[Görevler]
(a) Aşağıdaki ifadelerin Şarm el-Şeyh zirvesi yazısıyla uyuşup uyuşmadığını belirtin. Her biri için evet ya da hayır deyin ve yazıdaki belirleyici sözleri aynen alıntılayın.
(i) Zirve, 24-25 Şubat tarihleri arasında Mısır’ın Şarm el-Şeyh şehrinde yapıldı.
(ii) Zirvenin sonunda büyük kararlar alınması bekleniyordu.
(iii) Sudan Devlet Başkanı El Beşir zirvede yer aldı.
(b) Şarm el-Şeyh zirvesi yazısına göre aşağıdaki soruları cevaplayın.
(i) Avrupa Komisyonu Başkanı kimdir?
(ii) AB hangi iki konuda işbirliğine gereksinim duyuyor?
(iii) Zirvenin yapılacağı hafta kaç kişi infaz edildi?
(c) Şarm el-Şeyh zirvesi yazısını kaldığı yerden sürdürün.

[Kaynak metin]
··········

Mısır’ın Şarm el-Şeyh şehrinde 24-25 Şubat tarihleri arasında gerçekleşen ilk Avrupa Birliği - Arap Birliği Zirvesi, iki tarafı da yakından ilgilendiren bölgesel sorunlara elle tutulur bir çözüm getiremeden sona erdi. Zirveden beklentiler de yüksek değildi. Bu iki günün sonunda büyük kararların alınması beklenmiyordu. En önemlisi yapılıyor olmasıydı. Avrupa Komisyonu Başkanı Jean-Claude Juncker, toplantının yapılmasının kendi başına bir mesaj olduğunun altını çizmiş, zirvenin daha çok sembolik anlamı olduğunu söylemişti.
İlk defa gerçekleşen bu zirvenin yapılma sebebi ve zamanlaması bu açıdan önem teşkil ediyor. AB yasadışı göçün önlenmesinde ve terörizme karşı mücadelede işbirliğine gereksinim duyuyor. Zirvenin ev sahipliğini üstlenen Mısır için ise bölgesel rolünü pekiştirmek, AB’ye güvenilir bir ortak olduğunu gösterebilmek ve ekonomik sorunlarında destek alabilmek öncelikli. “2016’dan beri bir yasa dışı göçmen Mısır limanları kullanarak Avrupa’ya giremedi,” diyen Mısır, Türkiye ile AB arasında Mart 2016’da yapılana benzer bir mülteci anlaşmasına imza atmayı hedefliyor olabilir.
Zirve öncesi tartışmaların bir bölümü Mısır’ın insan hakları ve demokrasi karnesi ile ilgiliydi. Zirvenin yapılacağı hafta, dokuz kişinin infaz edilmesi tepkileri de beraberinde getirmişti. AB liderlerinin ülkede bu tür vakaların artmasına rağmen suskunluğunu koruması sorumsuzluk olarak nitelendirilmişti. Bu durum, insan hakları ve demokrasi gibi değerlerin AB için önemsiz olduğu anlamına gelmese de, konu Ortadoğu olunca istikrarı tercih ettiğini, özellikle Arap Baharı sonrası taşların yerinden oynadığı bölgede var olan liderlerle işbirliğine açık olduğunu gösteriyor. Bölgede istikrar arzusu değerlerin korunmasının önüne geçiyor. Ancak iki liderin zirvede olmaması özellikle vurgulandı; Sudan Devlet Başkanı El Beşir ve Suudi Veliaht Prensi Muhammed Bin Salman. Esad zirvede yer almayan bir diğer isimdi.

··········

[Aşağıdaki veriler]
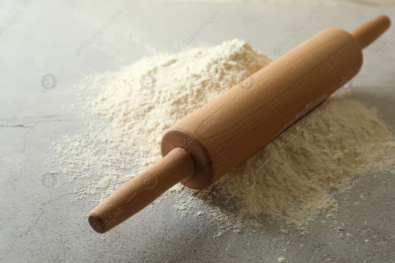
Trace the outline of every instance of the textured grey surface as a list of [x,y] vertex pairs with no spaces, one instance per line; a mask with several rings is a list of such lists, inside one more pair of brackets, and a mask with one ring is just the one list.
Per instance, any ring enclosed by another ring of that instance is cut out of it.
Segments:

··········

[Cevaplar]
(a)
(i) Evet: "Mısır’ın Şarm el-Şeyh şehrinde 24-25 Şubat tarihleri arasında gerçekleşen"
(ii) Hayır: "Bu iki günün sonunda büyük kararların alınması beklenmiyordu."
(iii) Hayır: "Ancak iki liderin zirvede olmaması özellikle vurgulandı; Sudan Devlet Başkanı El Beşir ve Suudi Veliaht Prensi Muhammed Bin Salman."

(b)
(i) Jean-Claude Juncker
(ii) Yasadışı göçün önlenmesinde ve terörizme karşı mücadelede
(iii) Dokuz kişi

(c)
Bölgesel sorunları çözmek için zirvenin yetersiz kalacağı, Ortadoğu’nun önemli oyuncuları ABD, Rusya, Türkiye, İran’ın eksikliği ile kendini en baştan gösteriyordu. Suriye, Yemen, Libya, Filistin konusu konuşulmuş olsa da zirvede asıl amacın AB’nin ana önceliği olan yasa dışı göçü engellemek olduğu ve sorunun AB’ye ulaşmadan çözülmesinde Arap ülkelerinin işbirliğine ihtiyacı olduğu yadsınamaz.
Terör konusunda işbirliği zirvenin ikinci önemli konusuydu. IŞİD’in askeri olarak yenilmesi, yok olduğu anlamına gelmiyor. Saklandıkları yerden güçlenerek çıkmaları ve AB ülkelerinin birkaç sene önce yaşadıkları terör saldırılarının tekrarlanması endişesi AB’nin Arap ülkeleri ile işbirliğini zorunlu kılıyor.
Zirvenin üçüncü önemli sebebi ise İran. İran ile gerçekleştirilen nükleer anlaşma Arap ülkelerinin önemli bir bölümü tarafından İran’ın bölgedeki etkisini artıran ve Suriye, Irak, Yemen’de istikrarsızlığı pekiştiren bir araç olarak görüyor. Kendilerini yakından ilgilendiren böylesi bir konuda fikirlerine başvurulmamış olması ise, Batı tarafından empoze edilmiş bir anlaşma fikrini canlı tutuyor. Her ne kadar AB ülkeleri anlaşmayı devam ettirme yanlısıysa da, ABD’nin yaptırımlarına rağmen bunu ne kadar başarabilecekleri meçhul. Ayrıca, ABD’nin Obama döneminden beri bölgeden çekilme arzusu, ABD’nin artık müttefikleri için bir güvenlik garantisi olmadığını hatırlatıyor. Bu durum AB’ye Arap Baharı döneminde kaçırdığı, bölgede daha etkin olma şansını verebilir.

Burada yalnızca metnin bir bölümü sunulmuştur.